Tzanina Saveta (FORTH) presented the Ontology Alignment Evaluation Initiative 2017.5 pre-campaign at the OAEI 2018 workshop. Like in 2012, when OAEI transitioned the evaluation to the SEALS platform, a pre-campaign was organized to assess the feasibility of moving from SEALS to the HOBBIT platform. Tzanina presented the feedback from the developers who integrated their systems and benchmarks in the HOBBIT platform. During the presentation the future steps for the use of the HOBBIT Platform for the OAEI challenge(s) were also discussed. Tzanina also presented the Spatial Benchmark Generator SPgen at the ISWC Research Track that can be used to test the performance of link discovery systems which deal with topological relations as proposed in the state of the art DE-9IM (Dimensionally Extended nine-Intersection Model). SPgen implements all topological relations of DE-9IM between LineStrings and Polygons in the two-dimensional space.

Dubey Mohnish (IAIS) presented a framework called EARL, which performs entity linking and relation linking as a joint task at the ISWC Research Track.  The framework relies on three base features and re-ranking steps in order to predict entities and relations.

TASKS FOR THIS EXERCISE.
1: Rewrite the stretch of the passage from "Dubey Mohnish (IAIS)" through "entities and relations.", replacing "framework" with "system".
2: Summarize the passage in two sentences.

DATA.
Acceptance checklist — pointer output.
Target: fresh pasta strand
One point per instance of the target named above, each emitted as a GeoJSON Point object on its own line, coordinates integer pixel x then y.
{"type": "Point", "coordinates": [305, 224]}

EXPECTED ANSWERS.
1:
Dubey Mohnish (IAIS) presented a system called EARL, which performs entity linking and relation linking as a joint task at the ISWC Research Track.  The system relies on three base features and re-ranking steps in order to predict entities and relations.

2: Tzanina Saveta of FORTH presented the OAEI 2017.5 pre-campaign, which assessed moving the evaluation from SEALS to the HOBBIT platform. She also presented SPgen, a generator for testing link discovery systems on DE-9IM topological relations, while Dubey Mohnish of IAIS presented EARL, a framework that performs entity linking and relation linking as a joint task.